Required task: In the forum thread, what datatype was the TEXT field cast to on extract so that replace could be used on it?

Supplied text:
May 9, 2009 at 1:59 am
I have been using CSV files for a one-off data conversion - it is the only mechanism I have available. The good thing is that I have control of both the export and the import.
One of the fields I am extracting has a TEXT datatype and it contains free-text notes. There are all sorts of problematic characters in there (double quotes, single quotes, commas, tabs - you name it). These characters need to be removed or replaced as they are extracted, or they will cause a problem on upload.
But there does not appear to be any way to run a REPLACE command on a text field - either in T-SQL or in an SSIS Script Component.
In the end, I CAST the field to Varchar(4000) on extract and was able to use replace on that. Some data was truncated, but it was an acceptably small amount. But I would love to know whether anyone else has dealt with this problem without losing data? I would like to be able to do this in the pipeline somehow and not as a bulk replace on the CSV file once it has been created.
Cheers for any input
Phil
The absence of evidence is not evidence of absence
- Martin Rees
The absence of consumable DDL, sample data and desired results is, however, evidence of the absence of my response
- Phil Parkin
May 11, 2009 at 7:42 am
Phil Parkin (5/9/2009)

[Recorded data]
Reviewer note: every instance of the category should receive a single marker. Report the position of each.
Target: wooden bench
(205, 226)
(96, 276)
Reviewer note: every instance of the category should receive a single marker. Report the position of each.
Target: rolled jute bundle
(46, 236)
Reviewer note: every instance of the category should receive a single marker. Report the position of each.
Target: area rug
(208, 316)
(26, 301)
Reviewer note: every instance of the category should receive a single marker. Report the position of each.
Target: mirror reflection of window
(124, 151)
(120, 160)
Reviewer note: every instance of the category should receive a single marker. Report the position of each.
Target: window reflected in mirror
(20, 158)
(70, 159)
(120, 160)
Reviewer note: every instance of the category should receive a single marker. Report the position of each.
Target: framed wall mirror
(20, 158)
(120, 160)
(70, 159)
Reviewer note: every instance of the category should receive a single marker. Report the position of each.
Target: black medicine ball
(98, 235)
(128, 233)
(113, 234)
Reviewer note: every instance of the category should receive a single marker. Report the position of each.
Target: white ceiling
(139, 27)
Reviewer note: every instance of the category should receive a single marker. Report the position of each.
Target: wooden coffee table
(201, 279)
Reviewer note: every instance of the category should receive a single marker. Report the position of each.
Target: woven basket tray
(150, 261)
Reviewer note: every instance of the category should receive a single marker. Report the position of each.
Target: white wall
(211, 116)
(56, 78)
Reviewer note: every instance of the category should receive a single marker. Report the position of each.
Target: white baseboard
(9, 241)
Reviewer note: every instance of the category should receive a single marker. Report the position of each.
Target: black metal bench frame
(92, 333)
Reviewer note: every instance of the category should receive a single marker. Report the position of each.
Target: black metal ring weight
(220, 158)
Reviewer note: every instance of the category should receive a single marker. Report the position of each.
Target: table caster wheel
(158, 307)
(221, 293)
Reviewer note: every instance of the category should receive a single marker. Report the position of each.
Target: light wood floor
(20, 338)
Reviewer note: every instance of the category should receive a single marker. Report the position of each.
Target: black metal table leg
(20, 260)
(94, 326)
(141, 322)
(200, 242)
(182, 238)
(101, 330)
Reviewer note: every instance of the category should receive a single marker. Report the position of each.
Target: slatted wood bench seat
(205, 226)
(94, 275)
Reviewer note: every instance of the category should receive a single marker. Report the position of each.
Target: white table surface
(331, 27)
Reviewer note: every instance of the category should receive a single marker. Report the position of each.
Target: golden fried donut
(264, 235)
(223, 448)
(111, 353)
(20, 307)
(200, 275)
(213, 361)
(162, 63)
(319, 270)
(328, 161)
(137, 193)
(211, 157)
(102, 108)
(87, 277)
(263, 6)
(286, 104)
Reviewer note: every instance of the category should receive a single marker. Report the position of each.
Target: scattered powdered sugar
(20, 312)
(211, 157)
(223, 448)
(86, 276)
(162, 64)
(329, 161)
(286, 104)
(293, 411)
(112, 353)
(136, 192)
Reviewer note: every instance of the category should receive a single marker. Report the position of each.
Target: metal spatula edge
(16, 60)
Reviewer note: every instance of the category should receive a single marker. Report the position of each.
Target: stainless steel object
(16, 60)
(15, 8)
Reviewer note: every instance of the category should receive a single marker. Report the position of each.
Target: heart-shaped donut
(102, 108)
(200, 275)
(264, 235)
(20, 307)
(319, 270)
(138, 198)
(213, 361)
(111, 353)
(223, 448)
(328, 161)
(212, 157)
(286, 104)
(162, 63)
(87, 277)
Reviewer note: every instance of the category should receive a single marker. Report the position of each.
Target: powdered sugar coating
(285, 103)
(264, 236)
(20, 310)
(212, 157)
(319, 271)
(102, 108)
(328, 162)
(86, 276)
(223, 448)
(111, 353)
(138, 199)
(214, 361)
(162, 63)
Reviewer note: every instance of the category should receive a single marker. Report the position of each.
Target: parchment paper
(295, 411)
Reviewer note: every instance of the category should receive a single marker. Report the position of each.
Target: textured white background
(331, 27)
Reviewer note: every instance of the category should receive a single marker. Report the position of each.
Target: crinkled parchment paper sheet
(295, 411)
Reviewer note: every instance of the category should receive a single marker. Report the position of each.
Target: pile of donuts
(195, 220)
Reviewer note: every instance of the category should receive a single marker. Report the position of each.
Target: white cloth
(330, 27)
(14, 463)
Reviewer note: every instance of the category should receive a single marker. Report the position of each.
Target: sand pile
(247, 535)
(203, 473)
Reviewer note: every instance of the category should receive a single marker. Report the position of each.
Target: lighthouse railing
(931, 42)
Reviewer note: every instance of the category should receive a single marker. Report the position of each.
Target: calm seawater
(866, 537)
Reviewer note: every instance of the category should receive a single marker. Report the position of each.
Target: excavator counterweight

Output for this task: Varchar(4000).